Export citation and abstract BibTeX RIS
1. Introduction
Our aim is to detect long-lasting gravitational-wave (GW) transients (lasting seconds to weeks) in the presence of 'glitches': non-stationary noise artifacts that contaminate the otherwise approximately Gaussian strain noise in GW interferometers. We focus our attention on the cross-correlation method of [1], though, it may be possible to extend this formalism to other search algorithms as well—a topic of ongoing research. Possible sources of long GW transients include convection in proto-neutron stars [2–7], rotational instabilities associated with nascent neutron stars [2, 8–13], instabilities in the disks of accreting systems [14–17], neutron star glitches [18], soft gamma repeaters/anomalous x-ray binaries [19–25] and dynamically formed black hole binaries [26–29].
Glitches can arise from environmental contamination such as mechanical vibrations, electromagnetic disturbances, circuit breaker trips, power shorts and asymmetric photodiode response [30]. While some glitches can be identified and removed by comparing GW strain channels with environmental and sub-system monitoring channels, many remain after the first stages of data cleaning (see, e.g., [30–37]). These remaining glitches require special attention for two reasons. First, a high glitch rate can diminish the sensitivity of a search by raising the threshold required for an event to be statistically significant3. Indeed, below we shall show a realistic example wherein the required signal power for a p = 0.1% false alarm probability event drops two-fold when we use our algorithm to remove glitchy segments from GW data. This level of improvement is not achievable with the application of existing data-quality flags. Second, robust glitch identification methods can improve our confidence in a GW candidate if it does not resemble non-stationary noise.
We describe an algorithm to check the consistency of the auto-power from two terrestrial GW detectors to identify glitches in searches using the cross-power statistic described in [1]. (Throughout, we use the expressions 'auto-power' and 'cross-power' instead of 'power spectrum', which can refer to either.) We demonstrate the ability of the algorithm to improve the sensitivity of targeted searches by cleaning real interferometer data to a level approaching optimally well-behaved Gaussian noise.

SUPPLIED DATA:
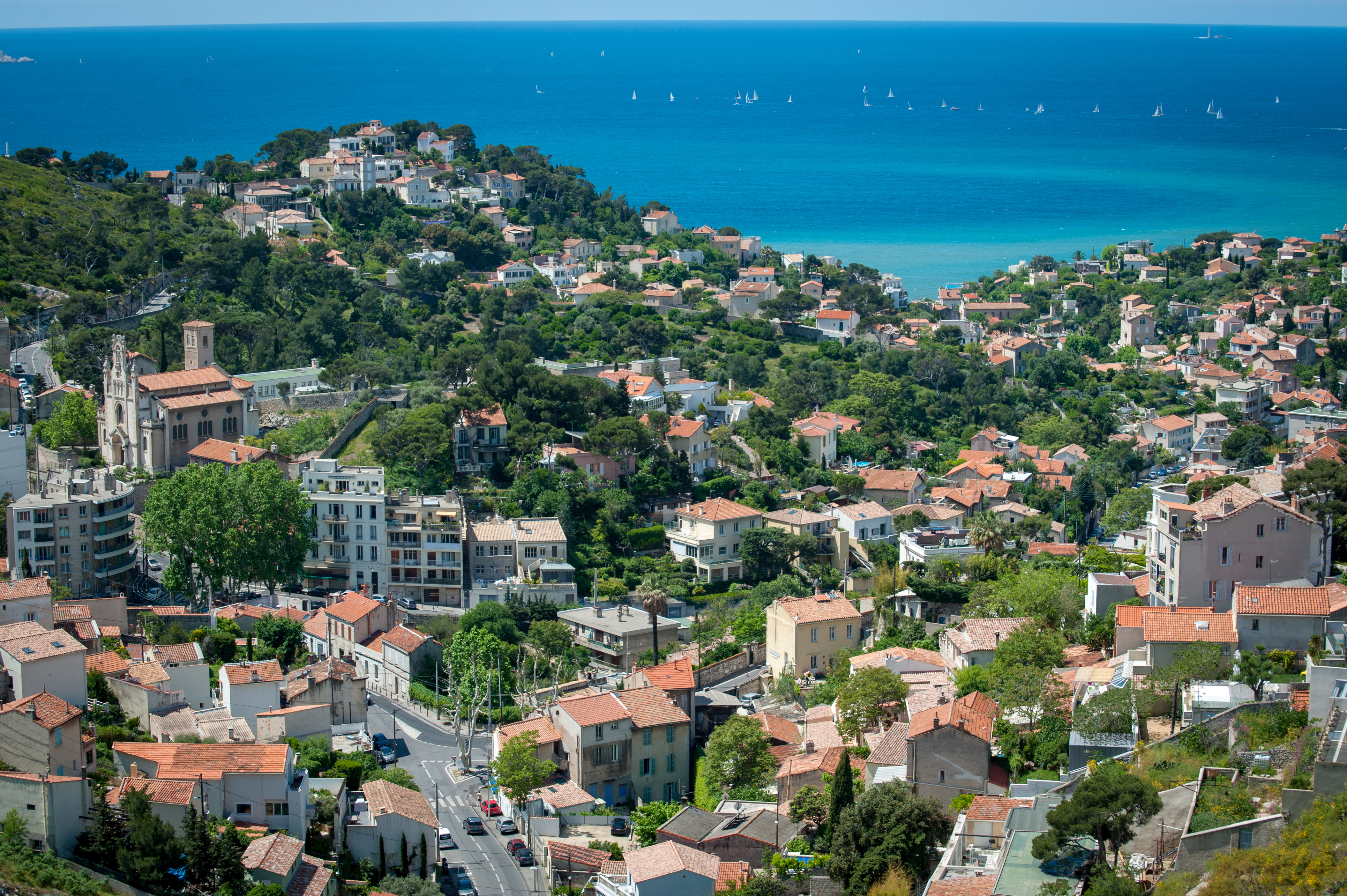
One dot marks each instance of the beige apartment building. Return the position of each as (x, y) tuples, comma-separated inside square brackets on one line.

WRITTEN PROBLEM 1: Condense the paragraph of the gravitational-wave introduction that begins "We describe an algorithm" into a bulleted list that keeps its main facts.
WRITTEN PROBLEM 2: Transcribe the portion of the gravitational-wave introduction starting at "Export citation and" and ending at "hole binaries [26–29].".

FULL SOLUTION 1:
- An algorithm is described that checks the consistency of the auto-power from two terrestrial GW detectors. It identifies glitches in searches that use the cross-power statistic described in [1].
- The terms "auto-power" and "cross-power" are used instead of "power spectrum," which can refer to either.
- The algorithm is shown to improve the sensitivity of targeted searches by cleaning real interferometer data to a level approaching optimally well-behaved Gaussian noise.

FULL SOLUTION 2:
Export citation and abstract BibTeX RIS
1. Introduction
Our aim is to detect long-lasting gravitational-wave (GW) transients (lasting seconds to weeks) in the presence of 'glitches': non-stationary noise artifacts that contaminate the otherwise approximately Gaussian strain noise in GW interferometers. We focus our attention on the cross-correlation method of [1], though, it may be possible to extend this formalism to other search algorithms as well—a topic of ongoing research. Possible sources of long GW transients include convection in proto-neutron stars [2–7], rotational instabilities associated with nascent neutron stars [2, 8–13], instabilities in the disks of accreting systems [14–17], neutron star glitches [18], soft gamma repeaters/anomalous x-ray binaries [19–25] and dynamically formed black hole binaries [26–29].